▶ [Assignment] Everything in the records below should be set down again, word for word.

↓↓↓

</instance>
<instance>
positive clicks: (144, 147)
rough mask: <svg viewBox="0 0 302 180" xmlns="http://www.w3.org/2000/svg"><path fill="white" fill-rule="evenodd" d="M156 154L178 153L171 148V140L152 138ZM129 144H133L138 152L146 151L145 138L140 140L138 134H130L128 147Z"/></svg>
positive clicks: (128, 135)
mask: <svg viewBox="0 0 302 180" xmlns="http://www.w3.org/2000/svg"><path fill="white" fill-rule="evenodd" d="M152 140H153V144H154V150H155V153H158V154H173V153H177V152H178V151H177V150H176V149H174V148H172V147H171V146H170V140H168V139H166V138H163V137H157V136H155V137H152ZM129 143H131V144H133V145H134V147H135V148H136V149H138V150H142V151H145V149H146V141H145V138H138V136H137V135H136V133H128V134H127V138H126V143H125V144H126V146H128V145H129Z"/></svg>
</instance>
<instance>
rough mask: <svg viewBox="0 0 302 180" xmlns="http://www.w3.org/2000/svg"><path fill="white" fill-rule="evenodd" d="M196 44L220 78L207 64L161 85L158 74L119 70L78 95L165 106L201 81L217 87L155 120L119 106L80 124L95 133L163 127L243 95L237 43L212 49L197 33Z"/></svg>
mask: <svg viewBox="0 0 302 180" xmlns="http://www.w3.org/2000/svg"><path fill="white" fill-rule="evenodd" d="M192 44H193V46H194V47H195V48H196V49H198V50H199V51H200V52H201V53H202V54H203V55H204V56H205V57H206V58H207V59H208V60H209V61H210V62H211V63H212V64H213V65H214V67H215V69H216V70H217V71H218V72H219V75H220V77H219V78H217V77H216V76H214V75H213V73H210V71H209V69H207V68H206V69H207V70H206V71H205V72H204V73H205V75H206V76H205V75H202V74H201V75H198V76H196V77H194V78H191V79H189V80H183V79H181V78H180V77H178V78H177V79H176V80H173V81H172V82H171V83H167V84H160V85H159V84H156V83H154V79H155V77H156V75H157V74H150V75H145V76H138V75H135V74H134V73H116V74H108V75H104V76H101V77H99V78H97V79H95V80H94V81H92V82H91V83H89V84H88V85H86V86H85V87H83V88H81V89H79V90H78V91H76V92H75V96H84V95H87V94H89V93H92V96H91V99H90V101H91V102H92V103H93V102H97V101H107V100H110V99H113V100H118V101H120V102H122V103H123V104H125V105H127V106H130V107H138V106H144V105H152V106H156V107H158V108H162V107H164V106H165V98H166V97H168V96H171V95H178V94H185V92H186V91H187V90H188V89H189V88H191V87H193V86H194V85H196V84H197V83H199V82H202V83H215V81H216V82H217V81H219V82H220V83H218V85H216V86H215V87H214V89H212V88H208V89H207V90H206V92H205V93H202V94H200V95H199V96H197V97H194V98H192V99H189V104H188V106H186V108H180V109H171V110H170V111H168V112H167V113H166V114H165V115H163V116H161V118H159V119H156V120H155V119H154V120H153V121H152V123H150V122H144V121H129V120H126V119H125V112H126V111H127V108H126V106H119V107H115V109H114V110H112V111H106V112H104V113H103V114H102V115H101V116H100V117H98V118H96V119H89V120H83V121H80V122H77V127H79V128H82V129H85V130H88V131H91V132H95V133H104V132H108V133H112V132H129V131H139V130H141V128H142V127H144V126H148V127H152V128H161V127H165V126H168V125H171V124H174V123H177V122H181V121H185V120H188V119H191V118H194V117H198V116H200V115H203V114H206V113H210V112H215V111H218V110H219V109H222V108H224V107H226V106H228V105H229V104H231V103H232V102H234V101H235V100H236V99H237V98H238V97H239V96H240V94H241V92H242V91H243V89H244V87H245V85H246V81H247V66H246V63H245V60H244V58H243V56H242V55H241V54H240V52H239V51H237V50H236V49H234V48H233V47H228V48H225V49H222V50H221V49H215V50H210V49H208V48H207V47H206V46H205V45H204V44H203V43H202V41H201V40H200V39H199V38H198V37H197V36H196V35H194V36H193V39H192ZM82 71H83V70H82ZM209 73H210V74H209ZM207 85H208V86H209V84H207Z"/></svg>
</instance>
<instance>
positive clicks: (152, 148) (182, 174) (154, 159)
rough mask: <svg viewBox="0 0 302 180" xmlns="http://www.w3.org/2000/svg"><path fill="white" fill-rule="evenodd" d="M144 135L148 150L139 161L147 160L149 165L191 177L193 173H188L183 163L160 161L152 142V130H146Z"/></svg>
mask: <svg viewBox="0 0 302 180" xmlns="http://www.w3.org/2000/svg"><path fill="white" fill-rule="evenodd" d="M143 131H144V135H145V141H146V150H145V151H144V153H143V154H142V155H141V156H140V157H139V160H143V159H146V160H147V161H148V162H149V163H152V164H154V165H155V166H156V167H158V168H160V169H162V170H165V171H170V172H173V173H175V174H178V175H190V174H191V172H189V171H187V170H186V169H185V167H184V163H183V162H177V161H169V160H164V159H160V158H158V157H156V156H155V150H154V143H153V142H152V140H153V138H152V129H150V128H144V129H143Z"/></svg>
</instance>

↑↑↑

▶ [Response box]
</instance>
<instance>
positive clicks: (144, 147)
rough mask: <svg viewBox="0 0 302 180" xmlns="http://www.w3.org/2000/svg"><path fill="white" fill-rule="evenodd" d="M156 154L178 153L171 148V140L152 138ZM129 144H133L138 152L146 151L145 138L140 140L138 134H130L128 147Z"/></svg>
positive clicks: (128, 135)
mask: <svg viewBox="0 0 302 180" xmlns="http://www.w3.org/2000/svg"><path fill="white" fill-rule="evenodd" d="M152 140H153V144H154V150H155V153H158V154H173V153H177V152H178V151H177V150H176V149H174V148H172V147H171V146H170V140H168V139H166V138H163V137H157V136H155V137H152ZM129 143H131V144H133V145H134V147H135V148H136V149H138V150H142V151H145V149H146V141H145V138H138V136H137V135H136V133H128V134H127V138H126V143H125V144H126V146H128V145H129Z"/></svg>
</instance>
<instance>
rough mask: <svg viewBox="0 0 302 180" xmlns="http://www.w3.org/2000/svg"><path fill="white" fill-rule="evenodd" d="M196 44L220 78L207 64L161 85L158 74L119 70L78 95L165 106L201 81L217 87L155 120L119 106L80 124L95 133L163 127L243 95L237 43L212 49L197 33Z"/></svg>
mask: <svg viewBox="0 0 302 180" xmlns="http://www.w3.org/2000/svg"><path fill="white" fill-rule="evenodd" d="M192 44H193V46H194V47H195V48H196V49H198V50H199V51H200V52H201V53H202V54H203V55H204V56H205V57H206V58H207V59H208V60H209V61H210V62H211V63H212V64H213V65H214V67H215V69H216V70H217V71H218V72H219V75H220V77H219V78H217V77H216V76H214V75H213V73H210V71H209V69H207V68H206V69H207V70H206V71H205V72H204V73H205V75H206V76H205V75H202V74H201V75H198V76H196V77H194V78H191V79H189V80H183V79H181V78H180V77H178V78H177V79H176V80H173V81H172V82H171V83H167V84H160V85H159V84H156V83H154V79H155V77H156V75H157V74H150V75H145V76H138V75H135V74H134V73H116V74H108V75H104V76H101V77H99V78H97V79H95V80H94V81H92V82H91V83H89V84H88V85H86V86H85V87H83V88H81V89H79V90H78V91H76V92H75V96H84V95H87V94H89V93H92V96H91V99H90V101H91V102H92V103H93V102H97V101H107V100H110V99H113V100H118V101H120V102H122V103H123V104H125V105H127V106H130V107H138V106H144V105H152V106H156V107H158V108H162V107H164V106H165V98H166V97H168V96H171V95H178V94H185V92H186V91H187V90H188V89H189V88H191V87H193V86H194V85H196V84H197V83H199V82H202V83H215V81H216V82H217V81H219V82H220V83H218V85H216V86H215V87H214V89H212V88H208V89H207V90H206V92H205V93H202V94H200V95H199V96H197V97H194V98H192V99H189V104H188V106H186V108H180V109H171V110H170V111H168V112H167V113H166V114H165V115H163V116H161V118H159V119H156V120H155V119H154V120H153V121H152V123H150V122H144V121H129V120H126V119H125V112H126V111H127V108H126V106H119V107H115V109H114V110H112V111H106V112H104V113H103V114H102V115H101V116H100V117H98V118H96V119H89V120H83V121H80V122H77V127H79V128H82V129H85V130H88V131H91V132H95V133H104V132H108V133H112V132H129V131H139V130H141V128H142V127H144V126H148V127H152V128H161V127H165V126H168V125H171V124H174V123H177V122H181V121H185V120H188V119H191V118H194V117H198V116H200V115H203V114H206V113H210V112H215V111H218V110H219V109H222V108H224V107H226V106H228V105H229V104H231V103H232V102H234V101H235V100H236V99H237V98H238V97H239V96H240V94H241V92H242V91H243V89H244V87H245V85H246V81H247V66H246V63H245V60H244V58H243V56H242V55H241V54H240V52H239V51H237V50H236V49H234V48H233V47H228V48H225V49H222V50H221V49H215V50H210V49H208V48H207V47H206V46H205V45H204V44H203V43H202V41H201V40H200V39H199V38H198V37H197V36H196V35H194V36H193V39H192ZM82 71H83V70H82ZM209 73H210V74H209ZM207 85H208V86H209V84H207Z"/></svg>
</instance>
<instance>
positive clicks: (152, 148) (182, 174) (154, 159)
rough mask: <svg viewBox="0 0 302 180" xmlns="http://www.w3.org/2000/svg"><path fill="white" fill-rule="evenodd" d="M144 135L148 150L139 161L147 160L149 165L191 177L193 173H188L183 163L160 161L152 142V130H146Z"/></svg>
mask: <svg viewBox="0 0 302 180" xmlns="http://www.w3.org/2000/svg"><path fill="white" fill-rule="evenodd" d="M143 131H144V135H145V141H146V150H145V151H144V153H143V154H142V155H141V156H140V157H139V160H143V159H146V160H147V161H148V162H149V163H152V164H154V165H155V166H156V167H158V168H160V169H162V170H165V171H170V172H173V173H175V174H178V175H190V174H191V172H189V171H187V170H186V169H185V167H184V163H183V162H177V161H169V160H164V159H160V158H158V157H156V156H155V150H154V143H153V142H152V140H153V138H152V129H150V128H144V129H143Z"/></svg>
</instance>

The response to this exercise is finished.